Stated goal -
Update the lines from the line with "of the backpack" to the line with "Target: crowd of people" by replacing "innermost point" with "center point" and leaving all else unchanged. Return only those lines.

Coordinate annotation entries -
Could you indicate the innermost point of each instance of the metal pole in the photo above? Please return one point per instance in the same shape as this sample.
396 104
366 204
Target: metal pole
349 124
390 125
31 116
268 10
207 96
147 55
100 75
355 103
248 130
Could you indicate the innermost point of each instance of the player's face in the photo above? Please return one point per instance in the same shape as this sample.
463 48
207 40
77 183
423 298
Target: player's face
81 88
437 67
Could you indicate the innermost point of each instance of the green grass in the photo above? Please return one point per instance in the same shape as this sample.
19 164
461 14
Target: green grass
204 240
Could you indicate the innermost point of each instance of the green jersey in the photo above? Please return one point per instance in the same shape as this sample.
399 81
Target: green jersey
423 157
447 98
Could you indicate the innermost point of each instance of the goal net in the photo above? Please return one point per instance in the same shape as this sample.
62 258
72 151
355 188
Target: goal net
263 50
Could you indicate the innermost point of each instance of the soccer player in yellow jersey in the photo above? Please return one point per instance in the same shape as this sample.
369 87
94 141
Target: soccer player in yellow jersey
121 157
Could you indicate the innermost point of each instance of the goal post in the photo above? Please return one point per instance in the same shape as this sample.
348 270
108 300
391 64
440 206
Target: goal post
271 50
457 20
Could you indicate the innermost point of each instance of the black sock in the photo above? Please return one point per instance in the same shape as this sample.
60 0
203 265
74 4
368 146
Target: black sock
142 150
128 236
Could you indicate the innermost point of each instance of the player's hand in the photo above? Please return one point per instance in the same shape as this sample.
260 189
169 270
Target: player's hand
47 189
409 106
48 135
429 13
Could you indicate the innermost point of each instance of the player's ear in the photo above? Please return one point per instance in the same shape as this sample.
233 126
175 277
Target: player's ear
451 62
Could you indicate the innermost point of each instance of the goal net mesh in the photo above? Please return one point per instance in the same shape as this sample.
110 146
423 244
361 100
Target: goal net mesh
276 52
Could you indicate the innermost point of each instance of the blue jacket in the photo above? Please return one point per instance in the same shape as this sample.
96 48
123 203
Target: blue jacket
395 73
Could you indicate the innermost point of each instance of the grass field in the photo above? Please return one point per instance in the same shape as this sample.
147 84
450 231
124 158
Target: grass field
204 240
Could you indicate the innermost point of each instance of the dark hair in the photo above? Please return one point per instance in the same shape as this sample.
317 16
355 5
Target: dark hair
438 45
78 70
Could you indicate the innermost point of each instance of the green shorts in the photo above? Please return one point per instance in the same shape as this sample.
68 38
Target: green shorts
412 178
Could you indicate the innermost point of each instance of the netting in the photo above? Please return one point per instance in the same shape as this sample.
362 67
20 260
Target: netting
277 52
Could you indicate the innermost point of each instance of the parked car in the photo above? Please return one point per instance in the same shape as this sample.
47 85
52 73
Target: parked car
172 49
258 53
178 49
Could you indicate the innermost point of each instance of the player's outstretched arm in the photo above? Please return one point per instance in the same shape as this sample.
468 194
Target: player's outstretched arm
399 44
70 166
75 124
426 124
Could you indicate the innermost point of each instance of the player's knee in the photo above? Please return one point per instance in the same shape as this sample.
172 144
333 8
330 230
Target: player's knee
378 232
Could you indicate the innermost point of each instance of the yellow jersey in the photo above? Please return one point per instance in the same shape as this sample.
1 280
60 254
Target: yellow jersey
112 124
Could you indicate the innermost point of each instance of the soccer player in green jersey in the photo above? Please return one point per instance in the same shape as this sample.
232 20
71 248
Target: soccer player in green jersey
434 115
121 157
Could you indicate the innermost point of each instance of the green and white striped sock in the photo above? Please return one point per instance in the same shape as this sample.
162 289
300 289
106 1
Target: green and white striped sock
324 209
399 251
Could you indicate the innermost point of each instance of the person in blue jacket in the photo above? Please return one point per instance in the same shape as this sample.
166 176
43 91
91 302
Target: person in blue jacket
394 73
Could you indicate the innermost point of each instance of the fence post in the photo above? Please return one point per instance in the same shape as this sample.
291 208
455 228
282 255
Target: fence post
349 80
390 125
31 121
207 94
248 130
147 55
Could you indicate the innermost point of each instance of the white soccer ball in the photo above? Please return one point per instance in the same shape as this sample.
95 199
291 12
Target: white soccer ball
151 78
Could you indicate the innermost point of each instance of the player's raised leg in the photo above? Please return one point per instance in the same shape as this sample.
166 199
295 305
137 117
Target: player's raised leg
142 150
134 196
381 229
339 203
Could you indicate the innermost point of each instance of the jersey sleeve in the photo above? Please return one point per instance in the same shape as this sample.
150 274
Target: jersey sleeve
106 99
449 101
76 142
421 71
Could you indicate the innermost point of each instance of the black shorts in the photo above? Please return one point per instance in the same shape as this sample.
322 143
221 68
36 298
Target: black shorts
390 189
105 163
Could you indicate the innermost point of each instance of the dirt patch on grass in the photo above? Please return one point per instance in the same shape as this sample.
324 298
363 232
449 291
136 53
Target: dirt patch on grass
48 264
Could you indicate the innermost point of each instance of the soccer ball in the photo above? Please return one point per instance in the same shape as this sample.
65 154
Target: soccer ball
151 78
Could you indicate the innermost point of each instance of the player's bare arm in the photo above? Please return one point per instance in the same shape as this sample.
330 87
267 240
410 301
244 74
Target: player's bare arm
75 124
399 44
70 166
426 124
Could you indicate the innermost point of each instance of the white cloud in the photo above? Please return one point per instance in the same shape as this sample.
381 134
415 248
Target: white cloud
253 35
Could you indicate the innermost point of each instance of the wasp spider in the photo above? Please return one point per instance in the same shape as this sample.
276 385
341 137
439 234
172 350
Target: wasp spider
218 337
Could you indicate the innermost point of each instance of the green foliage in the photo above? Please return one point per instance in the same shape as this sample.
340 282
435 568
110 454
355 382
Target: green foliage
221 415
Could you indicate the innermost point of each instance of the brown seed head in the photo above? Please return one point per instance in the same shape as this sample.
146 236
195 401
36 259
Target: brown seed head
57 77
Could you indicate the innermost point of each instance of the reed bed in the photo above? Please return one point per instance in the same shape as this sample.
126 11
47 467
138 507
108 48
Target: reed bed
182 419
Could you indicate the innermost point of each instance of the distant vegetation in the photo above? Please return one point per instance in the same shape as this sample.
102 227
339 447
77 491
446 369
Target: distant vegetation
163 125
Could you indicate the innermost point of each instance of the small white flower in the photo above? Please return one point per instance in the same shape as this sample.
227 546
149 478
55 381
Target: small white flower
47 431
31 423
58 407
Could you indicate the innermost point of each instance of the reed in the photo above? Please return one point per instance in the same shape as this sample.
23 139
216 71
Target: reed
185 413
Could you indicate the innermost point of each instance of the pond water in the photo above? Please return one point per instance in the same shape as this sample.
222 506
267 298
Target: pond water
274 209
* * *
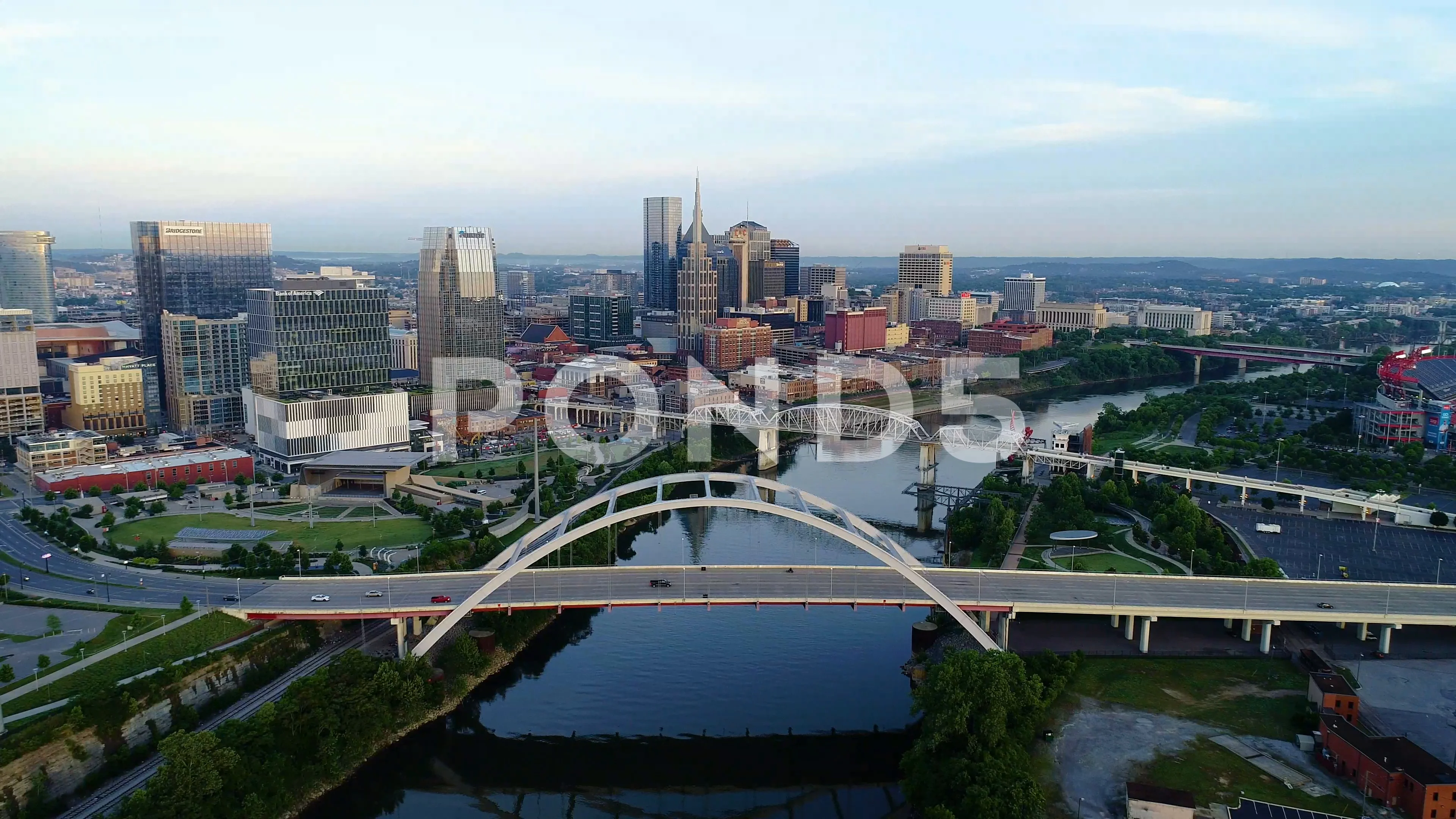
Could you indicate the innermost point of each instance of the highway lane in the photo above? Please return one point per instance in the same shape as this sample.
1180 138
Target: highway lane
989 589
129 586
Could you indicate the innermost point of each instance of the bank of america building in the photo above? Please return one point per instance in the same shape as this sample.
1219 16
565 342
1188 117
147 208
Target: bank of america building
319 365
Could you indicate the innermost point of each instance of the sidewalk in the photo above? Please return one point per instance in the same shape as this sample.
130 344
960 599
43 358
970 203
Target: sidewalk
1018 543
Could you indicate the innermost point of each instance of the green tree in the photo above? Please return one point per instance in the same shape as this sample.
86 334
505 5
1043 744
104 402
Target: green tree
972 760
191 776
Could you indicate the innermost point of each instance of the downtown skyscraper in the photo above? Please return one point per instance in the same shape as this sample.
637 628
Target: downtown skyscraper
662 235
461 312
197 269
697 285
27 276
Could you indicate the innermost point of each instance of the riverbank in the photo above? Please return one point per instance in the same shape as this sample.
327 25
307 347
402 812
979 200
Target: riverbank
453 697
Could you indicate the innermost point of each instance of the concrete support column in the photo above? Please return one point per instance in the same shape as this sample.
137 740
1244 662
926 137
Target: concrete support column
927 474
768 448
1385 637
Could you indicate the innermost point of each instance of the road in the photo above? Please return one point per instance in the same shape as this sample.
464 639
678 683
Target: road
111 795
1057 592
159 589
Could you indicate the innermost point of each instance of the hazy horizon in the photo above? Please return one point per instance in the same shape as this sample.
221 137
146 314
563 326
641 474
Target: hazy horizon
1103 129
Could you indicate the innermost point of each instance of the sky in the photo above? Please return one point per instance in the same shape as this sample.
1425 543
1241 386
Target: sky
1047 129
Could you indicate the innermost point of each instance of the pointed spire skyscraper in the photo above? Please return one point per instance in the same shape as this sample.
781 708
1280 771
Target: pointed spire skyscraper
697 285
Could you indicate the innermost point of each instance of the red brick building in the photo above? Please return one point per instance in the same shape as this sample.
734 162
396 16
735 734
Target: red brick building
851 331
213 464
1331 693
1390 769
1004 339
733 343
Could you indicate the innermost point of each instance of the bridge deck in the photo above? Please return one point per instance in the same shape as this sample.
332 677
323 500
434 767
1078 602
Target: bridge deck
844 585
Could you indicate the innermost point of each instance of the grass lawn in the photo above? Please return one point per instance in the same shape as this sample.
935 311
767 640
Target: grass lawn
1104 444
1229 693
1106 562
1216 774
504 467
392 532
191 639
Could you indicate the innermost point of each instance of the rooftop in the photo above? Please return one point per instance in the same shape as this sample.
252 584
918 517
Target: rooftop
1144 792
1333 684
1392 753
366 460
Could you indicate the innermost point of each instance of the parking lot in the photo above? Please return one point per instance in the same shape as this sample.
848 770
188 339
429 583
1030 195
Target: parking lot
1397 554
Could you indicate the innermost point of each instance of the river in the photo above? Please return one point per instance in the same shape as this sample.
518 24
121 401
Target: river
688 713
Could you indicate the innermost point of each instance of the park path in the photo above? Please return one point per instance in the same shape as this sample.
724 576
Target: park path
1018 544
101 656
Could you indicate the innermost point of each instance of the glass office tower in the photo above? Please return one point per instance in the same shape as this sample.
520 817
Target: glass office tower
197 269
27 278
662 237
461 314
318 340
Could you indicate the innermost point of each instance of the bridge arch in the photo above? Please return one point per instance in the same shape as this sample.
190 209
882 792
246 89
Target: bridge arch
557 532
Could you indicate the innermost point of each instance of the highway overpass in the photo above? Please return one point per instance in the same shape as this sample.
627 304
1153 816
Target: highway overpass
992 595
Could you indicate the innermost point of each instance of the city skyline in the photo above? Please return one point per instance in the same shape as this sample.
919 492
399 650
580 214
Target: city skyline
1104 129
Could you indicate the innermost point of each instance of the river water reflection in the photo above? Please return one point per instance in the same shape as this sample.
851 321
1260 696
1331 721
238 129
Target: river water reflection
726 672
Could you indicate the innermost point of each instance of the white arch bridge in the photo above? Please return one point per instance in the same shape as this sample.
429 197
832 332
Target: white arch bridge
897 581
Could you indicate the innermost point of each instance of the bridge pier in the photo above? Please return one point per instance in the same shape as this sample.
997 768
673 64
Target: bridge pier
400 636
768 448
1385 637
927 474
...
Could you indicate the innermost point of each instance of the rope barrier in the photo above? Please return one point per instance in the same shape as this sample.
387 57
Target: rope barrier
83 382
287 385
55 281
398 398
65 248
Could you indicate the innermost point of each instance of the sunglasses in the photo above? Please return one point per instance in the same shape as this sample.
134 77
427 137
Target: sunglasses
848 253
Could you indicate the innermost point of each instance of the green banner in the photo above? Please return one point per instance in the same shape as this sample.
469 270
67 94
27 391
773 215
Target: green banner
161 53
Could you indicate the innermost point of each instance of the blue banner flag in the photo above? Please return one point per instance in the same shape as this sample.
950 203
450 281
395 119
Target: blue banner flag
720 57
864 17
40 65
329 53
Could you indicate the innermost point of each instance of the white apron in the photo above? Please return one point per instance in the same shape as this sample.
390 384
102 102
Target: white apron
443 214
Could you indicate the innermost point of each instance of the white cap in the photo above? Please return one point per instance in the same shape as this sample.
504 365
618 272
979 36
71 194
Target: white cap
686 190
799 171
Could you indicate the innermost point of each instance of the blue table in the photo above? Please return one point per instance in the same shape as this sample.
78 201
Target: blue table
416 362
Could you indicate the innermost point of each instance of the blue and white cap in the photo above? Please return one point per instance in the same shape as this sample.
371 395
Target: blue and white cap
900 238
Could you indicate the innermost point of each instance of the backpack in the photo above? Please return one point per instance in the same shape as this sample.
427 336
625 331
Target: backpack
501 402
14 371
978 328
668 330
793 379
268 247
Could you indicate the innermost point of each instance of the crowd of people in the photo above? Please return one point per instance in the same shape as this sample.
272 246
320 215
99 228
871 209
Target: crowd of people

Complete answer -
Could you indicate the center point of each instance of the backpack in the photo above? Please return one point per instance in the same shape as this sample.
427 336
625 331
Target: backpack
501 402
14 371
978 328
668 330
793 379
268 247
Could you indicate the center point of each instance of the crowd of people in the photo above? Please return one point per instance in the same shape as this sample.
272 246
320 215
99 228
871 209
Target: crowd of people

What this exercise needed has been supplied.